### [DATA FOR THIS EXERCISE]
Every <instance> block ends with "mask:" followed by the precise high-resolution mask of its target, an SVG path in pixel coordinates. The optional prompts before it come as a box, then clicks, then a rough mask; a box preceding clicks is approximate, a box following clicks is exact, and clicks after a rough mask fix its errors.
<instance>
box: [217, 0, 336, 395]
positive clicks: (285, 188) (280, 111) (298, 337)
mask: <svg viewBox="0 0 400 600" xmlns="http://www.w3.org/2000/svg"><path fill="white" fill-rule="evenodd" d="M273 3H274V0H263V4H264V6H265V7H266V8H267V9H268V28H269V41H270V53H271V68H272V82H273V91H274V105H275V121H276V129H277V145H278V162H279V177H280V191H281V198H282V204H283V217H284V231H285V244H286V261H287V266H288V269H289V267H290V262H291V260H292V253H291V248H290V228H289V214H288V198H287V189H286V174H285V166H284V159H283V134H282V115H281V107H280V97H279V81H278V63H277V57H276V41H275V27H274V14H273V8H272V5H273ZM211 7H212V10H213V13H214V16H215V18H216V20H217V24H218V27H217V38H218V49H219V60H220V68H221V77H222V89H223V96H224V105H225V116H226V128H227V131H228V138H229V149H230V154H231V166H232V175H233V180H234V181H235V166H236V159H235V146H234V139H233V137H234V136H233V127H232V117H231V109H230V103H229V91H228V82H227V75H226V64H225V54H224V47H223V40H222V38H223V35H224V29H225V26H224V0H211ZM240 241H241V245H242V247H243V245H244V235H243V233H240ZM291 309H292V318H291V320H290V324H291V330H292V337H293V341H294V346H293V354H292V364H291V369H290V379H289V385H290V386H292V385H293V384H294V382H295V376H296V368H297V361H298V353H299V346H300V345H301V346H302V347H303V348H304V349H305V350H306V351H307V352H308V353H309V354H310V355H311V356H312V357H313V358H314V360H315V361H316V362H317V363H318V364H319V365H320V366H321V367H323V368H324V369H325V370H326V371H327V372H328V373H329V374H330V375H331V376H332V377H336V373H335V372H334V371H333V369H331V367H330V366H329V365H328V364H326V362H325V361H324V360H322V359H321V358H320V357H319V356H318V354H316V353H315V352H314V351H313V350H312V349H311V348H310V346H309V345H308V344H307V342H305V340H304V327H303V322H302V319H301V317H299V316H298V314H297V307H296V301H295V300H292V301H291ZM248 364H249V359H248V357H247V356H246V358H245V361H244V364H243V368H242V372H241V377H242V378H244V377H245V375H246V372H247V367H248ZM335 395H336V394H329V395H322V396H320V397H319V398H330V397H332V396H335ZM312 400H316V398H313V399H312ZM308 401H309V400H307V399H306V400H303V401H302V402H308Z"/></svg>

...

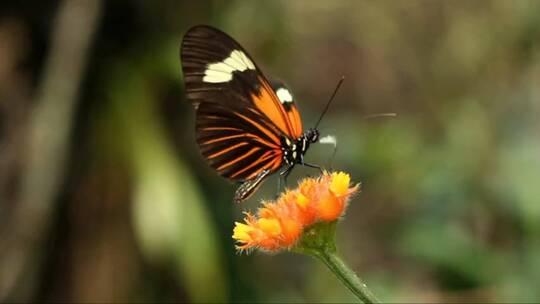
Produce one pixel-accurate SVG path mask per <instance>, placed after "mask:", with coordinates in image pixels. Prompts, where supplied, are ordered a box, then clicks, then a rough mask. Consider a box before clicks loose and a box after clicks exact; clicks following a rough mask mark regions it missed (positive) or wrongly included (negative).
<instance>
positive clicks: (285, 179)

### [EXERCISE DETAILS]
Search the listing for "instance" and show every line where it occurs.

### [THE ANSWER]
Every <instance> block ends with "mask:" followed by the precise high-resolution mask of its target, an SVG path in pixel coordinates. The optional prompts before it come as a box, then clicks, then a rough mask; a box preceding clicks is approximate, a box following clicks is exact, and clicks after a rough mask fix its errors.
<instance>
Produce one pixel-accurate SVG path mask per <instance>, placed after "mask:", with coordinates in image pixels. Prompts, where supplied, are ordered a box, then clicks, then a rough mask. Consider a box before clicks loose and a box after clicks exact; clicks following a rough mask mark regions it missed (positive) or wrongly included (negative).
<instance>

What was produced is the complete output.